## TASK REQUIREMENTS
Return every entry below exactly as written.

++++++++++

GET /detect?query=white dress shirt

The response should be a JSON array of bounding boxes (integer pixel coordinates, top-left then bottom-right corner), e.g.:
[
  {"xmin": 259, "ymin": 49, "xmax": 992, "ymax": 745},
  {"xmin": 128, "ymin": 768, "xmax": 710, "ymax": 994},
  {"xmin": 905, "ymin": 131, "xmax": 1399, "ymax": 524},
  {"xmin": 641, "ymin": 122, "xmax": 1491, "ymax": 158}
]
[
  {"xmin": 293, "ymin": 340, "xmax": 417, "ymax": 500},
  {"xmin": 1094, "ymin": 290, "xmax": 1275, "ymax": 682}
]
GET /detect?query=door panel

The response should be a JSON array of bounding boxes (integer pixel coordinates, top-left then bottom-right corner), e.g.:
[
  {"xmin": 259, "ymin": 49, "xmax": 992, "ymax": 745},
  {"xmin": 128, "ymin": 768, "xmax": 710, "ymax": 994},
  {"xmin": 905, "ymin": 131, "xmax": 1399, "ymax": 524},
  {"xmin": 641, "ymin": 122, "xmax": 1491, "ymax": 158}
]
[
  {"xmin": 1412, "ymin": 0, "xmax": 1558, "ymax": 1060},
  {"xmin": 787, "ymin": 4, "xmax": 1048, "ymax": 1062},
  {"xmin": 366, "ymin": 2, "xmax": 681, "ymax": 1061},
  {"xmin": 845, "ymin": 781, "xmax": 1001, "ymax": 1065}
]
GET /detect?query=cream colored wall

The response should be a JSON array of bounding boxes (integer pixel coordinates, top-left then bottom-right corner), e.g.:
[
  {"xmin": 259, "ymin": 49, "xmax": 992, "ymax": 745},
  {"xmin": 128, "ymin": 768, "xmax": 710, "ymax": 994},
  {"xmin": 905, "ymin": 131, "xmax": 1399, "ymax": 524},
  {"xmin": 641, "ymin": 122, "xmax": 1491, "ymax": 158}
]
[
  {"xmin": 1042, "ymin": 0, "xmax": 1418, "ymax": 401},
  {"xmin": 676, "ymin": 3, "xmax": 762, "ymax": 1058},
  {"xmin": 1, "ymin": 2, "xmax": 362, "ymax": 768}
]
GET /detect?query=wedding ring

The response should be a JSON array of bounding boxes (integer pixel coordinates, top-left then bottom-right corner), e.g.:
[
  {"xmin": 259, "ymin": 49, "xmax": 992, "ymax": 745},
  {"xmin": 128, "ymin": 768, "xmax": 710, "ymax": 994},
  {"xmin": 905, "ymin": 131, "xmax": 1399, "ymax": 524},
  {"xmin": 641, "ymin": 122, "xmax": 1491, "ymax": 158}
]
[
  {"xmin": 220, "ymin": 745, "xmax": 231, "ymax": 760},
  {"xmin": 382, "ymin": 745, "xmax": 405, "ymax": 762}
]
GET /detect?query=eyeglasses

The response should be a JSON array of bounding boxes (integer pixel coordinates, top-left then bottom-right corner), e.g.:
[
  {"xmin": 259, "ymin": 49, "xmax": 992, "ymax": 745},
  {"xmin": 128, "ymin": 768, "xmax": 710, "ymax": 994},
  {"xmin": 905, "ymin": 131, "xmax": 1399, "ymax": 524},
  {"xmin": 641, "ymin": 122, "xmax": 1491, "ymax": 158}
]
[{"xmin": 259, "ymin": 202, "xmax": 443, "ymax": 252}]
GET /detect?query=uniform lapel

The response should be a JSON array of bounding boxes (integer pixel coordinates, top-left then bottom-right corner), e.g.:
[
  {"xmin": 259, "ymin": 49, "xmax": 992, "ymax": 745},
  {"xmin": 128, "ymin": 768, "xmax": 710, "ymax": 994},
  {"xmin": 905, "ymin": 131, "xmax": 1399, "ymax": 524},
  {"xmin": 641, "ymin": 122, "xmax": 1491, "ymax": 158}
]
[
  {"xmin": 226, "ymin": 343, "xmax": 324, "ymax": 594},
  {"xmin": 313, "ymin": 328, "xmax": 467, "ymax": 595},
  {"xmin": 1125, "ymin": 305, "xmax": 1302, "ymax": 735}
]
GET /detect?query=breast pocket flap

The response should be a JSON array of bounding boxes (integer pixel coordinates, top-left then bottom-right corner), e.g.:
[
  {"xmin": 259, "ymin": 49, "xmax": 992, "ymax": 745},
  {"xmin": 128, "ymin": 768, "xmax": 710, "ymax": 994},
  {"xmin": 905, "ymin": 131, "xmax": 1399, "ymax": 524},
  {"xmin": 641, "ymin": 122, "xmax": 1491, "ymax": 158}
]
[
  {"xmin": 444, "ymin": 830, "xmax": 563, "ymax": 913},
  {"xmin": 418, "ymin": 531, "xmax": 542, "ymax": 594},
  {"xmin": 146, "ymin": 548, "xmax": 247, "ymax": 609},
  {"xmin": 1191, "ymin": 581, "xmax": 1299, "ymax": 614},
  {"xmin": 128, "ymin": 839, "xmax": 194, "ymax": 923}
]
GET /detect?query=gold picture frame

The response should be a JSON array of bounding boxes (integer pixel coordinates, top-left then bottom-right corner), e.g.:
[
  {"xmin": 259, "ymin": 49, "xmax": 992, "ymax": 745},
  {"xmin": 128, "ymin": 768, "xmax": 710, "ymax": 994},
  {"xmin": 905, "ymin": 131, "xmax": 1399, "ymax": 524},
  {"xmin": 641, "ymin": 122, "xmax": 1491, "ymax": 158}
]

++++++++++

## EXPECTED OUTPUT
GET /detect?query=white dress shirt

The response should be a JSON array of bounding boxes (integer pixel coordinates, top-left then bottom-right corner), e.g.:
[
  {"xmin": 259, "ymin": 49, "xmax": 992, "ymax": 745},
  {"xmin": 128, "ymin": 768, "xmax": 710, "ymax": 994},
  {"xmin": 905, "ymin": 131, "xmax": 1399, "ymax": 524},
  {"xmin": 641, "ymin": 122, "xmax": 1491, "ymax": 158}
]
[
  {"xmin": 293, "ymin": 340, "xmax": 417, "ymax": 500},
  {"xmin": 1094, "ymin": 290, "xmax": 1275, "ymax": 682}
]
GET /detect?query=door panel

The response should be a JSON array of bounding boxes (integer pixel coordinates, top-left then bottom-right corner), e.g.:
[
  {"xmin": 259, "ymin": 49, "xmax": 992, "ymax": 745},
  {"xmin": 128, "ymin": 768, "xmax": 710, "ymax": 994},
  {"xmin": 905, "ymin": 131, "xmax": 1399, "ymax": 524},
  {"xmin": 641, "ymin": 122, "xmax": 1491, "ymax": 158}
]
[
  {"xmin": 1412, "ymin": 0, "xmax": 1558, "ymax": 1060},
  {"xmin": 787, "ymin": 4, "xmax": 1048, "ymax": 1062},
  {"xmin": 366, "ymin": 2, "xmax": 681, "ymax": 1061},
  {"xmin": 845, "ymin": 781, "xmax": 1001, "ymax": 1065}
]
GET /detect?query=cream colored wall

The response should be a JSON array of bounding boxes (integer pixel coordinates, top-left then bottom-right corner), e.g.:
[
  {"xmin": 259, "ymin": 49, "xmax": 992, "ymax": 745},
  {"xmin": 128, "ymin": 768, "xmax": 710, "ymax": 994},
  {"xmin": 905, "ymin": 131, "xmax": 1399, "ymax": 524},
  {"xmin": 641, "ymin": 122, "xmax": 1491, "ymax": 158}
]
[
  {"xmin": 1042, "ymin": 0, "xmax": 1418, "ymax": 401},
  {"xmin": 676, "ymin": 3, "xmax": 762, "ymax": 1058},
  {"xmin": 1, "ymin": 2, "xmax": 362, "ymax": 768}
]
GET /detect?query=wedding ring

The response should be a JSON array of bounding boxes (integer pixel coordinates, top-left then bottom-right corner), e.g.:
[
  {"xmin": 259, "ymin": 49, "xmax": 992, "ymax": 745},
  {"xmin": 128, "ymin": 768, "xmax": 710, "ymax": 994},
  {"xmin": 905, "ymin": 131, "xmax": 1399, "ymax": 524},
  {"xmin": 641, "ymin": 122, "xmax": 1491, "ymax": 158}
]
[
  {"xmin": 220, "ymin": 745, "xmax": 231, "ymax": 760},
  {"xmin": 382, "ymin": 745, "xmax": 405, "ymax": 762}
]
GET /detect?query=eyeglasses

The response should be a JSON array of bounding boxes (integer pixel coordinates, top-left then bottom-right corner), e.g.:
[
  {"xmin": 259, "ymin": 49, "xmax": 992, "ymax": 745},
  {"xmin": 128, "ymin": 768, "xmax": 710, "ymax": 994},
  {"xmin": 905, "ymin": 131, "xmax": 1399, "ymax": 524},
  {"xmin": 641, "ymin": 122, "xmax": 1491, "ymax": 158}
]
[{"xmin": 259, "ymin": 202, "xmax": 443, "ymax": 252}]
GET /detect?query=uniform lapel

The response should be a JSON array of bounding boxes (integer pixel coordinates, top-left then bottom-right corner), e.g.:
[
  {"xmin": 259, "ymin": 49, "xmax": 992, "ymax": 745},
  {"xmin": 128, "ymin": 768, "xmax": 710, "ymax": 994},
  {"xmin": 905, "ymin": 131, "xmax": 1399, "ymax": 524},
  {"xmin": 641, "ymin": 122, "xmax": 1491, "ymax": 158}
]
[
  {"xmin": 226, "ymin": 343, "xmax": 324, "ymax": 594},
  {"xmin": 313, "ymin": 328, "xmax": 467, "ymax": 595},
  {"xmin": 1125, "ymin": 305, "xmax": 1302, "ymax": 735}
]
GET /detect?query=breast pocket flap

The response should be a JSON array of bounding boxes (integer pixel coordinates, top-left then bottom-right corner), e.g.:
[
  {"xmin": 259, "ymin": 49, "xmax": 992, "ymax": 745},
  {"xmin": 128, "ymin": 768, "xmax": 710, "ymax": 994},
  {"xmin": 905, "ymin": 131, "xmax": 1399, "ymax": 524},
  {"xmin": 641, "ymin": 122, "xmax": 1491, "ymax": 158}
]
[
  {"xmin": 444, "ymin": 830, "xmax": 563, "ymax": 913},
  {"xmin": 418, "ymin": 531, "xmax": 542, "ymax": 594},
  {"xmin": 146, "ymin": 548, "xmax": 247, "ymax": 609},
  {"xmin": 1191, "ymin": 581, "xmax": 1299, "ymax": 614},
  {"xmin": 128, "ymin": 839, "xmax": 194, "ymax": 923}
]
GET /detect?query=gold picture frame

The response should be a JSON array of bounding boxes (integer pixel coordinates, top-left then bottom-right corner), e.g.:
[
  {"xmin": 259, "ymin": 49, "xmax": 992, "ymax": 745},
  {"xmin": 128, "ymin": 768, "xmax": 710, "ymax": 994},
  {"xmin": 905, "ymin": 131, "xmax": 1399, "ymax": 524},
  {"xmin": 641, "ymin": 122, "xmax": 1491, "ymax": 158}
]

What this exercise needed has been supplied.